▶ [Exercise instructions] Exactly as written, transcribe the lines that run from the one containing "like (405, 228)." to the end of the records below.
— Start Data section —
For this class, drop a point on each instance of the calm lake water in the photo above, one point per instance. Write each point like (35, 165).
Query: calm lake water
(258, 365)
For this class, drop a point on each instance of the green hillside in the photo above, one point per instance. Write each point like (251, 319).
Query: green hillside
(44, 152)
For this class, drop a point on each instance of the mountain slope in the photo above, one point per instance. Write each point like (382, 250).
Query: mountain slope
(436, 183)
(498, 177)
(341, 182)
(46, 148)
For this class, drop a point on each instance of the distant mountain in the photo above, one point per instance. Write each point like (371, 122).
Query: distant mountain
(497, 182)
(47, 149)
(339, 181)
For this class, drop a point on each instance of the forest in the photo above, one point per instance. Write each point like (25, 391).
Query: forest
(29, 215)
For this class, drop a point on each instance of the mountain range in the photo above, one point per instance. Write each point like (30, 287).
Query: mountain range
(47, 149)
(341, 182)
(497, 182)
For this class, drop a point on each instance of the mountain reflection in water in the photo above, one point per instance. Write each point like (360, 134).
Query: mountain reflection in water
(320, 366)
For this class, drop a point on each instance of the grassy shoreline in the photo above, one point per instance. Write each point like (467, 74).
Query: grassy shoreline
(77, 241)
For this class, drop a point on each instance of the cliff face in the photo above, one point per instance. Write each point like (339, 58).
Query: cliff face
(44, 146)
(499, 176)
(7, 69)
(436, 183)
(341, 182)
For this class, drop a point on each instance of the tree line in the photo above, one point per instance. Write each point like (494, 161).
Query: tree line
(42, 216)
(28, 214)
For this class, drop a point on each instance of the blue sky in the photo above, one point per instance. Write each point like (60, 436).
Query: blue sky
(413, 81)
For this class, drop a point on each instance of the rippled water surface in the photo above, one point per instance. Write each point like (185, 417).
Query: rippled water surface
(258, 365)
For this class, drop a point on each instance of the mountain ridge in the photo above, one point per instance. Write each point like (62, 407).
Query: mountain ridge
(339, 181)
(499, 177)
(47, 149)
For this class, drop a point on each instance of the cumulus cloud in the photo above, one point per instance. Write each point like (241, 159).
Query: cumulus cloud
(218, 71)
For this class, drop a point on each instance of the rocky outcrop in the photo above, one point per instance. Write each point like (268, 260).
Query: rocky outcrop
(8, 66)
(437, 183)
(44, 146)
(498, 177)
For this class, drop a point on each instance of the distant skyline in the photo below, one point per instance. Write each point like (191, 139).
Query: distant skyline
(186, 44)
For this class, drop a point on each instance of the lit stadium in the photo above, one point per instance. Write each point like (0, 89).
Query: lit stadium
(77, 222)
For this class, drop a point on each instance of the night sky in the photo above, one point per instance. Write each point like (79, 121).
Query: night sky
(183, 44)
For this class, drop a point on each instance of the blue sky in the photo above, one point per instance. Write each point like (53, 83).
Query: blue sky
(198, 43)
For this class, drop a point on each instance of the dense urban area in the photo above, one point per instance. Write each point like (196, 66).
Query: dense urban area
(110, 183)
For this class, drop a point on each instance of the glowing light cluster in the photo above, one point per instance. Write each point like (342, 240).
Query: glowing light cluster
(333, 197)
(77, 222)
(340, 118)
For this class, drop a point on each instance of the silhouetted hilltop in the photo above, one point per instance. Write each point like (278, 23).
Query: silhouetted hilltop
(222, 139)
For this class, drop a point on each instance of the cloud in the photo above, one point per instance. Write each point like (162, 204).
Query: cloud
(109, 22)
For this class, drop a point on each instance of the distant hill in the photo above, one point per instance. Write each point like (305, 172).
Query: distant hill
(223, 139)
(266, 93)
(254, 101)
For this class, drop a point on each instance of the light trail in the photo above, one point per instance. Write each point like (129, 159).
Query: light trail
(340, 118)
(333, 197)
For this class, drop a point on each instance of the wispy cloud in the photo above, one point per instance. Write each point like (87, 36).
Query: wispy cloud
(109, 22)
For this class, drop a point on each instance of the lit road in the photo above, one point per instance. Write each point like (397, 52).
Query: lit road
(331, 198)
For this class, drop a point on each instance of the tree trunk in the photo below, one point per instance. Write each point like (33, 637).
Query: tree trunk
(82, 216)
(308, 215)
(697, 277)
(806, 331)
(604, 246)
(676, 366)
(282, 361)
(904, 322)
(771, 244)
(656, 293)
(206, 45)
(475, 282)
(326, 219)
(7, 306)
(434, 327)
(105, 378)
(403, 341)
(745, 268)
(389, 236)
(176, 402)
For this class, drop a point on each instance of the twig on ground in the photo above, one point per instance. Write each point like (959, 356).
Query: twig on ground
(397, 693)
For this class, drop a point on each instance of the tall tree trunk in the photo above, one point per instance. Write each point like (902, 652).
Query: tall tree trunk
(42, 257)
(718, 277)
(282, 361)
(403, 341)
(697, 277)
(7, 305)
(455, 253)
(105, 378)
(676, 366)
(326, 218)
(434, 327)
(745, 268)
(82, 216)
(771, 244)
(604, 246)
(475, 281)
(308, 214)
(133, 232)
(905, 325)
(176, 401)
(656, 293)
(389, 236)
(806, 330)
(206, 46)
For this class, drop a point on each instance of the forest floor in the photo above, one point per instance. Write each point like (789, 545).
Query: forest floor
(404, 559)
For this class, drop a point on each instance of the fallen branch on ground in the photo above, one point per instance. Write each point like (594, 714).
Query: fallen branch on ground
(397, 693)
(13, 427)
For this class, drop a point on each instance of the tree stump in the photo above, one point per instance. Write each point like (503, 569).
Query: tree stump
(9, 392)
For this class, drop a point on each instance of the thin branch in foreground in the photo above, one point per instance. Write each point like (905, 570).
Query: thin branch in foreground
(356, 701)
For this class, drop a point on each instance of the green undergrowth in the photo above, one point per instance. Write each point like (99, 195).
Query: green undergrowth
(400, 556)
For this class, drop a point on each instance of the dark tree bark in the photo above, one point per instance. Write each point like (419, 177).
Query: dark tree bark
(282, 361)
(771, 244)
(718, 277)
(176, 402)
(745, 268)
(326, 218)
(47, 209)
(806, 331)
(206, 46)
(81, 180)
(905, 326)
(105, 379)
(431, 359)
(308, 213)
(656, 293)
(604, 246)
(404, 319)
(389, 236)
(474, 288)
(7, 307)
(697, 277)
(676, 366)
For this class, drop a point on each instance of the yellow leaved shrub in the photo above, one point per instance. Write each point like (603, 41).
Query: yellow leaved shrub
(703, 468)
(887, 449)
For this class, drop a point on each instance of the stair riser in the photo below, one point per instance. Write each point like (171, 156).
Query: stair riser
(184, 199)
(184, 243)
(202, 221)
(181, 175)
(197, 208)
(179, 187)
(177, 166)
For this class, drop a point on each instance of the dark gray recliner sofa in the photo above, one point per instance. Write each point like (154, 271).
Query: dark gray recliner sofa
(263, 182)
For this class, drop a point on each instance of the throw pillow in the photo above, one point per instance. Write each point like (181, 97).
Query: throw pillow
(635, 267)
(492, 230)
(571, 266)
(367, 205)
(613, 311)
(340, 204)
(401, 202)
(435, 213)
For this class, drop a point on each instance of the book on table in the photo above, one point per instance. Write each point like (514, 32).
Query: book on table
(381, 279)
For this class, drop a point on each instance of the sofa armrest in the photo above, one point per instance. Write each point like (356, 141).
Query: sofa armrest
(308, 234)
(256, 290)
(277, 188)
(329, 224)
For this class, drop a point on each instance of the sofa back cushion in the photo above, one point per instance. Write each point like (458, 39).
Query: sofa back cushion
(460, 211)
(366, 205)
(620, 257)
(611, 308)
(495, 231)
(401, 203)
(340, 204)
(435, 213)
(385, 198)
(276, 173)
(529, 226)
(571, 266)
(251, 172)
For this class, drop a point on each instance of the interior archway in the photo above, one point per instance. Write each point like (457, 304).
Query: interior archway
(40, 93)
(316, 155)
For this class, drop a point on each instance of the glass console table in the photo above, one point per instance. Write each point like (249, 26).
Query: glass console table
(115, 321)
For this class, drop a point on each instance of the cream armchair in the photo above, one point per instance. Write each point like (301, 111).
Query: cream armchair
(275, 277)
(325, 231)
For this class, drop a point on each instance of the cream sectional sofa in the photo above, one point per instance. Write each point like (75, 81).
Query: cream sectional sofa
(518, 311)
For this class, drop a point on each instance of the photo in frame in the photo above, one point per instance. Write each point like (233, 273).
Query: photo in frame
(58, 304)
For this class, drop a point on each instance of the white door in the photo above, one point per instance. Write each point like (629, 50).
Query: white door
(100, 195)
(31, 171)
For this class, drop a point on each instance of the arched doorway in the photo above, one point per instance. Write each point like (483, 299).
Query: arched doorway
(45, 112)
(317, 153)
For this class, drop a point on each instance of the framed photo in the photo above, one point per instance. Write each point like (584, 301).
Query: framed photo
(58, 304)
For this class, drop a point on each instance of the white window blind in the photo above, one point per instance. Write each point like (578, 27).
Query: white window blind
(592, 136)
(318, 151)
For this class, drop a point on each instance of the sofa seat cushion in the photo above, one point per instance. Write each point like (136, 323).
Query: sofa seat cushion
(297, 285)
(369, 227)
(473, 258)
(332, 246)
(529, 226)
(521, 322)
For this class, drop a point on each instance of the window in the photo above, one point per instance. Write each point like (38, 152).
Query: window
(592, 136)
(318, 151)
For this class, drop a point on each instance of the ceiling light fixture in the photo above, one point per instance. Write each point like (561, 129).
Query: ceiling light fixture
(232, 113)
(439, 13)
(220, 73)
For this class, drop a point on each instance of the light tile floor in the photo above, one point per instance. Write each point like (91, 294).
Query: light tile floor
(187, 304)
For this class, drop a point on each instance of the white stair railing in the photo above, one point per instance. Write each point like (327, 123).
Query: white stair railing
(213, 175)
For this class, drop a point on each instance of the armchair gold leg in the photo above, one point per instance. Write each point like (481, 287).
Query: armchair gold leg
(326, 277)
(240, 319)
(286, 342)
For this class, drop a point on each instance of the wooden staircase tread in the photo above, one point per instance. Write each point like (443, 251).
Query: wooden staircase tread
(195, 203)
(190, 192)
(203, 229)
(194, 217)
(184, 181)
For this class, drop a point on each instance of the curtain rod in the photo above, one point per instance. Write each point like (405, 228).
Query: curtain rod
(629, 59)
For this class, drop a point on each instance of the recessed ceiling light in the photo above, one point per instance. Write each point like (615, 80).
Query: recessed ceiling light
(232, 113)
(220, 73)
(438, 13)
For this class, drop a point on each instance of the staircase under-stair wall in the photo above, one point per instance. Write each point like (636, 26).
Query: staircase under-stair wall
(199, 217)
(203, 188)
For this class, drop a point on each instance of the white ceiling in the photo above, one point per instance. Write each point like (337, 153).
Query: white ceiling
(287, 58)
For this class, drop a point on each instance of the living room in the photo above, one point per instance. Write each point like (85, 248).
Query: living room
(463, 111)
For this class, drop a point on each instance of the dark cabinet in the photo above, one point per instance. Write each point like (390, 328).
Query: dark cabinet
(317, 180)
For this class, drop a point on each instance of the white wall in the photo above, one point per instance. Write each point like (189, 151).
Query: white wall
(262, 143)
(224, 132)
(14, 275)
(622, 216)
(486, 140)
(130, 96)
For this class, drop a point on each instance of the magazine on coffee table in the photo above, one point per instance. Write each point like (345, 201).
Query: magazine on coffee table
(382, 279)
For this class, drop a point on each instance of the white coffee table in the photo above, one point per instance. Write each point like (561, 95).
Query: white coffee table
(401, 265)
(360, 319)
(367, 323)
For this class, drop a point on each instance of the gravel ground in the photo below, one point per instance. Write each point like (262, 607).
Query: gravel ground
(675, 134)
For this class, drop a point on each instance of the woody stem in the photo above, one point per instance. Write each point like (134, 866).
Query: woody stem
— End Data section —
▶ [Solved problem]
For this class, drop a point on each instance of the curtain rod in the photo above, one point per instance. Write each point like (405, 228).
Query: curtain rod
(629, 59)
For this class, drop a point on each instance of the recessed ceiling light in the photo above, one point per instance. Write each point like (615, 80).
Query: recessed ceiling light
(232, 113)
(220, 73)
(438, 13)
For this class, drop a point on each instance of the staircase under-stair wall in the photo above, one point per instance. Write each point like (636, 26).
Query: staircase under-stair wall
(199, 217)
(203, 188)
For this class, drop a point on each instance of the white ceiling in the photo above, one point per instance. Write each point like (337, 153).
Query: white ceiling
(287, 58)
For this class, drop a point on each instance of the living room in the photo above, one point per instance. Write each point like (85, 248).
Query: living room
(463, 111)
For this class, drop a point on each instance of the dark cabinet in the photo above, one point per instance. Write each point like (390, 328).
Query: dark cabinet
(317, 180)
For this class, drop a point on each instance of the white wall in the photo above, one point per instance. Write each point like (189, 151).
Query: white wall
(262, 143)
(224, 132)
(14, 275)
(622, 216)
(486, 140)
(130, 96)
For this class, drop a point on each instance of the magazine on coffee table in the photo above, one point per instance. Write each point like (345, 201).
Query: magazine on coffee table
(382, 279)
For this class, drop a point on each instance of the white coffee table in the photo above, one point per instance. Write each point like (561, 95).
Query: white coffee table
(401, 265)
(360, 319)
(367, 323)
For this class, drop a point on each instance of the gravel ground in the photo below, one point per instance. Write each point like (262, 607).
Query: gravel ground
(675, 134)
For this class, drop a point on each instance of the woody stem in the photo above, one point per instance. Write each point like (134, 866).
Query: woody stem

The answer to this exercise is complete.